◆ **Directions**:
Look through the entries below and count every line in which "litter" appears; reply with the number only.

◆ **Data supplied**:
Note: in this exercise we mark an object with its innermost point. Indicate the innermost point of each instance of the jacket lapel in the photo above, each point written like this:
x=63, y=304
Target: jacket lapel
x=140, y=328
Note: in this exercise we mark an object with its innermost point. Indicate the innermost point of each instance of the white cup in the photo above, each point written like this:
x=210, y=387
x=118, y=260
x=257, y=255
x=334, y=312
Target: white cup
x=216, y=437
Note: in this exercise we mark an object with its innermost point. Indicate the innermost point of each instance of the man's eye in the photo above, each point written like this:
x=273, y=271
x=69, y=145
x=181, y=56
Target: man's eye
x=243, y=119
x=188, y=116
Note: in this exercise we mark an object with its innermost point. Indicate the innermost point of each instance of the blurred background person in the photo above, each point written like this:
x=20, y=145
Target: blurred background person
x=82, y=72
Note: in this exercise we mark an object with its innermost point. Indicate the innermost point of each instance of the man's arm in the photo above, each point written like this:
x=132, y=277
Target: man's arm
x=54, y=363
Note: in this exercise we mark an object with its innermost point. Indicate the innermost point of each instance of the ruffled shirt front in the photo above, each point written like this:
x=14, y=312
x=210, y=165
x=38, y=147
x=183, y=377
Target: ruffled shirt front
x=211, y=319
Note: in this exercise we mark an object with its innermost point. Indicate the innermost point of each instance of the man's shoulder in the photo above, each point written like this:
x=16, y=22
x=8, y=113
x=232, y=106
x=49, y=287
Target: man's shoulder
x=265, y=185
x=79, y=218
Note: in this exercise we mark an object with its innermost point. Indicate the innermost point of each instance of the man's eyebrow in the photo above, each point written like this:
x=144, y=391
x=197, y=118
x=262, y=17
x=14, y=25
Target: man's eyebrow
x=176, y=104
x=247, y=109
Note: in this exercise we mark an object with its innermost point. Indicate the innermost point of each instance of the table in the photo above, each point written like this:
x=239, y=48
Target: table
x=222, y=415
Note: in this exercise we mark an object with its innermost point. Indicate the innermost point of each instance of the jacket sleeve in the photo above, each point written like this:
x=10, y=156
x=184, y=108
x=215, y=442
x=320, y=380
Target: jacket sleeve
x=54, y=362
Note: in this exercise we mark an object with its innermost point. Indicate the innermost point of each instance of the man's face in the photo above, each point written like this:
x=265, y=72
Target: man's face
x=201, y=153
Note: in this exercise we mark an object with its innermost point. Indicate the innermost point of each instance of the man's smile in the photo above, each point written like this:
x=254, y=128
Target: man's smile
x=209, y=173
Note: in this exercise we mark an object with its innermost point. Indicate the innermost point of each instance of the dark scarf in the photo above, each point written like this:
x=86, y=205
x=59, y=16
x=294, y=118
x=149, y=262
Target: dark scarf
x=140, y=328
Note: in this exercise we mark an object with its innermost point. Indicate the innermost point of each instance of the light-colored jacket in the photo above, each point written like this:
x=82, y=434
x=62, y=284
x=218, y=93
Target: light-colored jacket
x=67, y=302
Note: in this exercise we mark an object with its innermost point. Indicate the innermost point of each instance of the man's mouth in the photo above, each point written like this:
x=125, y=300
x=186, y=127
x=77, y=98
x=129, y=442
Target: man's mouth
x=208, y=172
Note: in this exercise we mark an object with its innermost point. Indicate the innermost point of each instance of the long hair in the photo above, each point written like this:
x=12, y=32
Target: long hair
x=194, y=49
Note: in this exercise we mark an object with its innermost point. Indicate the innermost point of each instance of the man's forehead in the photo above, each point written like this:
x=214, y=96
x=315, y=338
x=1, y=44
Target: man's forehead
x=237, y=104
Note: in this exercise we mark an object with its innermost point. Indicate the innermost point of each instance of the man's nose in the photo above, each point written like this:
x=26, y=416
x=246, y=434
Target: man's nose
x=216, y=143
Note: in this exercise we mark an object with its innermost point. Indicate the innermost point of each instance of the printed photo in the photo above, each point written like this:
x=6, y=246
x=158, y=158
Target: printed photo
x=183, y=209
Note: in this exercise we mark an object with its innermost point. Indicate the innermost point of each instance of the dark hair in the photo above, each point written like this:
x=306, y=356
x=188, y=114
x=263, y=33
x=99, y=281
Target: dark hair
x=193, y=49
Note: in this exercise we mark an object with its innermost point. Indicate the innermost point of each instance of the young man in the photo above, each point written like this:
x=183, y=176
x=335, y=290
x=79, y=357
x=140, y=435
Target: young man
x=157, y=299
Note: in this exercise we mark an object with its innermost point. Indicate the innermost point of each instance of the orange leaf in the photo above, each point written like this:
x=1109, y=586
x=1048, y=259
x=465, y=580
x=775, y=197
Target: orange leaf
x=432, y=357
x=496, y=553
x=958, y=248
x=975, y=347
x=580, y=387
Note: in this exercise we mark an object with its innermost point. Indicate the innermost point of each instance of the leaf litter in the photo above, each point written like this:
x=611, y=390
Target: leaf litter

◆ **Exercise response**:
2